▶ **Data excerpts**

↓

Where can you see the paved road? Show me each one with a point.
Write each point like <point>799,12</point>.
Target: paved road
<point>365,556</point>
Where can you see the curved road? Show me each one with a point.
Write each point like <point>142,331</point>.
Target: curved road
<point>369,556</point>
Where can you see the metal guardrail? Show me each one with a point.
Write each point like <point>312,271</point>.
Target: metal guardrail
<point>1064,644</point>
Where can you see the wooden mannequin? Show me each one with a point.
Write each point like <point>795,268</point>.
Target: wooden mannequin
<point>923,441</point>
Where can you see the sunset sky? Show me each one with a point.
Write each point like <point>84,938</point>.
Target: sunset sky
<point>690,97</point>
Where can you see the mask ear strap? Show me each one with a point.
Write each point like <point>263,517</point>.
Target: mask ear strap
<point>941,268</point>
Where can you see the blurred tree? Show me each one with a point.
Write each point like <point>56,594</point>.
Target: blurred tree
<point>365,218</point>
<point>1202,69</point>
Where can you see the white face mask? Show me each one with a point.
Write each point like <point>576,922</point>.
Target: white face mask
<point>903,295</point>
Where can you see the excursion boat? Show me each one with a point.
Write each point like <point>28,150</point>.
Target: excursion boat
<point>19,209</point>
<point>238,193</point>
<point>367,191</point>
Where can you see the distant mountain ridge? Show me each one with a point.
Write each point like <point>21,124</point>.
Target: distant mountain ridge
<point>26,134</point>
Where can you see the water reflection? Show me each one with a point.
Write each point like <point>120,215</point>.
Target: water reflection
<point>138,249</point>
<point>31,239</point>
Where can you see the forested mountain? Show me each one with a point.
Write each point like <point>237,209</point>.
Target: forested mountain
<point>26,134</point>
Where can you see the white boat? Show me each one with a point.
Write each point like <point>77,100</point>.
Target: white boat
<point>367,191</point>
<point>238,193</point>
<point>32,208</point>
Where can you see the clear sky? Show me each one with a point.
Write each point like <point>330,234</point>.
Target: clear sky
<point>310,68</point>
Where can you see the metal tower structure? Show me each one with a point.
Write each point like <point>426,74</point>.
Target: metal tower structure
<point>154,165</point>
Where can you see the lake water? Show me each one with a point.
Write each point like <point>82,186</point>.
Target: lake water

↑

▶ **Assignment**
Produce the entries again, character for character.

▶ **Finished task**
Where can you see the paved road? Show me each one with a point.
Write each point like <point>799,12</point>.
Target: paved road
<point>365,556</point>
Where can you see the curved road? Show me each one with a point.
Write each point like <point>142,331</point>.
Target: curved road
<point>369,556</point>
Where can you see the metal guardrail? Show me each one with a point.
Write each point like <point>312,271</point>.
Target: metal guardrail
<point>1064,644</point>
Where can you see the wooden mannequin? Show me each one with a point.
Write each point like <point>795,268</point>.
Target: wooden mannequin
<point>923,441</point>
Where can you see the sunset sky? Show me each one with a point.
Write each point like <point>84,938</point>.
Target: sunset sky
<point>690,97</point>
Where can you see the mask ear strap? Show me each one with a point.
Write each point like <point>263,517</point>.
Target: mask ear strap
<point>941,268</point>
Where can you see the blurred tree? Show me each one with a point.
Write each point like <point>56,594</point>.
Target: blurred tree
<point>365,218</point>
<point>1202,69</point>
Where can you see the white face mask? Show me each one with a point.
Write each point like <point>576,922</point>.
Target: white face mask
<point>903,295</point>
Where can you see the excursion boat? Show me each one with a point.
Write each point like <point>28,150</point>.
Target: excursion boat
<point>19,209</point>
<point>238,193</point>
<point>367,191</point>
Where can you see the distant mountain ridge? Show me each one with a point.
Write each point like <point>21,124</point>.
Target: distant mountain ridge
<point>26,134</point>
Where can you see the water reflection? Show me each one with a point.
Write each point like <point>120,215</point>.
Target: water reflection
<point>138,249</point>
<point>31,239</point>
Where can you see the forested mountain? Show me each one with a point.
Write each point like <point>237,209</point>.
Target: forested mountain
<point>26,134</point>
Where can you see the white boat? Show me each one with a point.
Write each point like <point>77,100</point>.
Target: white boat
<point>367,191</point>
<point>238,193</point>
<point>32,208</point>
Where can you see the clear sky? Show me each one with a point.
Write each point like <point>330,234</point>.
Target: clear sky
<point>310,68</point>
Where can you see the metal tower structure? Show me each one with a point.
Write each point like <point>426,74</point>.
Target: metal tower structure
<point>154,165</point>
Where can you see the lake water? Show me each one with a point.
Write each point like <point>82,186</point>.
Target: lake water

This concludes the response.